====== Exercise data
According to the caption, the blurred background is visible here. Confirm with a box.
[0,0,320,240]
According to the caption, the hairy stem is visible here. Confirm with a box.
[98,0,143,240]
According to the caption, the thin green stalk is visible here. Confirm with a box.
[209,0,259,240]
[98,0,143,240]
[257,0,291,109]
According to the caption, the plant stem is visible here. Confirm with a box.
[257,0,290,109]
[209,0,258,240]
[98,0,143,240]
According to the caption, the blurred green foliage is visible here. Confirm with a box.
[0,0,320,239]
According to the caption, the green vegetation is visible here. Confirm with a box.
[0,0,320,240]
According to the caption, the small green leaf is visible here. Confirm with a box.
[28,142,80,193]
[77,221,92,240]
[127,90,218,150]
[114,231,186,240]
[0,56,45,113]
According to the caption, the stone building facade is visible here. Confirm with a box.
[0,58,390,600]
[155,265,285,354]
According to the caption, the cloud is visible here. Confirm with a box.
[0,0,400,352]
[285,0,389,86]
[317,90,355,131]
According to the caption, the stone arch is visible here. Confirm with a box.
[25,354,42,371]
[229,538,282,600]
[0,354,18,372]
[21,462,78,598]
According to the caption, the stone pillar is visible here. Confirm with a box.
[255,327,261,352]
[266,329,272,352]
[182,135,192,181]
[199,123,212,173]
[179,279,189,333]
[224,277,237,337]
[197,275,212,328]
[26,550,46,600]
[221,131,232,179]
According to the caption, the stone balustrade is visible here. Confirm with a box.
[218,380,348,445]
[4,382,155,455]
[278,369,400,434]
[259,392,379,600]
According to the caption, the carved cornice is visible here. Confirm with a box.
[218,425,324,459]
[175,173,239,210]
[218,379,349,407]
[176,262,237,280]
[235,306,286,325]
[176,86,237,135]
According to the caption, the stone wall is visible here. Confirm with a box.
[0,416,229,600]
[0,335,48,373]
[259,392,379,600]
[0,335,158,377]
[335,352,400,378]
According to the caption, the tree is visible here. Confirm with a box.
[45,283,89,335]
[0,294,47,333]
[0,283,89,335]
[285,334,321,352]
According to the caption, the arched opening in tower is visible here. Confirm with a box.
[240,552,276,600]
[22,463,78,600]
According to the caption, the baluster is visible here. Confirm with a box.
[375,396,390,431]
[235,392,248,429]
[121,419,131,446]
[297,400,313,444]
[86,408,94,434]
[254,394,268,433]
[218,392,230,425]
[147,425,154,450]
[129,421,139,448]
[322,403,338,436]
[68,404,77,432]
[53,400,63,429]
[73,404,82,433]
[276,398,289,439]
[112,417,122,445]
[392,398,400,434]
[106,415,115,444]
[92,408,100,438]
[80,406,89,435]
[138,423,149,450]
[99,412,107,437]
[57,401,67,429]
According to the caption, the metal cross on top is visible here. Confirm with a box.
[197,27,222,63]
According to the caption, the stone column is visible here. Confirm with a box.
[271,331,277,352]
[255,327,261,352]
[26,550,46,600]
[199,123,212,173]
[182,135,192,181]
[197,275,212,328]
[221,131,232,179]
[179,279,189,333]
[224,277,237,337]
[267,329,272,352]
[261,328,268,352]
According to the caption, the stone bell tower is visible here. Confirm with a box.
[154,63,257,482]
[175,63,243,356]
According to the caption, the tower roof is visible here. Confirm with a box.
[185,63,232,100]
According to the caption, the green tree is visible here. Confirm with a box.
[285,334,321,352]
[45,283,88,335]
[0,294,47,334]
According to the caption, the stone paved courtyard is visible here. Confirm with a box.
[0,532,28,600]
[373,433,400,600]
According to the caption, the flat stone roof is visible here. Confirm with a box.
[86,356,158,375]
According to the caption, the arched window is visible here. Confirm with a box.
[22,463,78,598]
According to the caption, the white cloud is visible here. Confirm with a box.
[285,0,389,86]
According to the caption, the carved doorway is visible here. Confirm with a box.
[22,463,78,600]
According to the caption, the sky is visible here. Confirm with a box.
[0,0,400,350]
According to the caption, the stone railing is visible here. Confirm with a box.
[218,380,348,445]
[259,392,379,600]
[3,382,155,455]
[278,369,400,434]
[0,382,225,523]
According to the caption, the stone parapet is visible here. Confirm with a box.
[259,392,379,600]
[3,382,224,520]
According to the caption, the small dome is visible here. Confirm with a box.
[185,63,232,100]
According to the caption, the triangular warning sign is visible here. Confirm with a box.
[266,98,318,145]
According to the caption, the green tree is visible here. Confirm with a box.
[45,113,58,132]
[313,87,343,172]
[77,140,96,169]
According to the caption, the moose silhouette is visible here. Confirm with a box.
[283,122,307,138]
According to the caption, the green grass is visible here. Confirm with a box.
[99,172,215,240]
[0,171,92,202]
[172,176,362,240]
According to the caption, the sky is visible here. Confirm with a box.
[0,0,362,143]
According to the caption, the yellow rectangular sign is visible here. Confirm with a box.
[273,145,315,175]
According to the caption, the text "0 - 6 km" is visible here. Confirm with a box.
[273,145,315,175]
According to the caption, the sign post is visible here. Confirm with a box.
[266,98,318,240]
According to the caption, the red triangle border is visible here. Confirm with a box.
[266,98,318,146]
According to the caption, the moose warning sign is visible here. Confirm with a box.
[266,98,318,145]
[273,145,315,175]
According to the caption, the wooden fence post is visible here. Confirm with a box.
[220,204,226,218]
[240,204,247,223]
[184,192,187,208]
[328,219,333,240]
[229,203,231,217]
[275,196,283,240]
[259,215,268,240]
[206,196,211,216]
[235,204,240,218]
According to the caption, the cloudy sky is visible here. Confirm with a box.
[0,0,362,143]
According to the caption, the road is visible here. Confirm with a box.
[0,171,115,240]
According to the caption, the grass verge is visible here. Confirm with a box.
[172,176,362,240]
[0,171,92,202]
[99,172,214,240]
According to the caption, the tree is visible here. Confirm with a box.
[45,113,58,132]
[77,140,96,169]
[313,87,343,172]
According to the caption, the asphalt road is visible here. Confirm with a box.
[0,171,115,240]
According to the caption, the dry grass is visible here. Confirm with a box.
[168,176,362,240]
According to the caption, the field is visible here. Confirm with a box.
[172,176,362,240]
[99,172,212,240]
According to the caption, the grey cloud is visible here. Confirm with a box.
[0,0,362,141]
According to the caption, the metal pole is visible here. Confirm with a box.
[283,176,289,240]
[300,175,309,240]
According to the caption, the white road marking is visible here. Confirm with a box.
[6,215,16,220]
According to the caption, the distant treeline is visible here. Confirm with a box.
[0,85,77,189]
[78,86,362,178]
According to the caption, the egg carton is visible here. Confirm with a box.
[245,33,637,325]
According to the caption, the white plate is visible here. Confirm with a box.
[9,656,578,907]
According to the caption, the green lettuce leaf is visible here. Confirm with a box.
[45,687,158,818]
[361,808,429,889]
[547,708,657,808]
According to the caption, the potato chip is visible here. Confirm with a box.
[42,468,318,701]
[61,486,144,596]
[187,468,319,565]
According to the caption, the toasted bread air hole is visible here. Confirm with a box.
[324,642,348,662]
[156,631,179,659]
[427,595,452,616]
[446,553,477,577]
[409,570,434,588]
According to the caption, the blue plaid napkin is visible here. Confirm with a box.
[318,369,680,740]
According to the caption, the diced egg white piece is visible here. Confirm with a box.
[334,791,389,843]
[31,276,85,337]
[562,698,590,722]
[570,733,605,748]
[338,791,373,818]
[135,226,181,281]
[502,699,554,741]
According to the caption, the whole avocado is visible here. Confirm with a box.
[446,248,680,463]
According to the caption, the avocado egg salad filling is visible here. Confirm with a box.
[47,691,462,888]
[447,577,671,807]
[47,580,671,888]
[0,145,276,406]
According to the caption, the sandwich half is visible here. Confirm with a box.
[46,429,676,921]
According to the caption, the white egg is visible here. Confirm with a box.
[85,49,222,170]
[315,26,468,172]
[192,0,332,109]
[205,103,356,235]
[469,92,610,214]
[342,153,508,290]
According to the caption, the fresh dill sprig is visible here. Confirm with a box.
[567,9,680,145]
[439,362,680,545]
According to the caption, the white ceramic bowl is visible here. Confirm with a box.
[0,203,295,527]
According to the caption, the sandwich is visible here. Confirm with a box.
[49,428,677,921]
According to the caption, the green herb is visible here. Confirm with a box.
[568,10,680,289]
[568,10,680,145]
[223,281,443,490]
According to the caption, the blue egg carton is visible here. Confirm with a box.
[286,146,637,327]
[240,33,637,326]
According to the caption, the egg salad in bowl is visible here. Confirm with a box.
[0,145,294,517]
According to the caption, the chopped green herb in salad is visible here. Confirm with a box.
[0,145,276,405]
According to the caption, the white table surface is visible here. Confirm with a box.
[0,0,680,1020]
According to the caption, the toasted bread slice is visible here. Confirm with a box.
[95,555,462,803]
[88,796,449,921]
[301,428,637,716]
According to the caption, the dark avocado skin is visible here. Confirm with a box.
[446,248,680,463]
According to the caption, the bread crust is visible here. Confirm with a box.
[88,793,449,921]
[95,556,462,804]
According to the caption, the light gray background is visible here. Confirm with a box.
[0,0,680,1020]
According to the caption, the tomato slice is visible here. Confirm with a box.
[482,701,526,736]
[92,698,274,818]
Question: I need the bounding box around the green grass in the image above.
============
From the data above, extract every line that contains the word "small".

According to the caption, the small green leaf is visible here. Confirm with a box.
According to the caption, the small dome is visible here. Confirm with a box.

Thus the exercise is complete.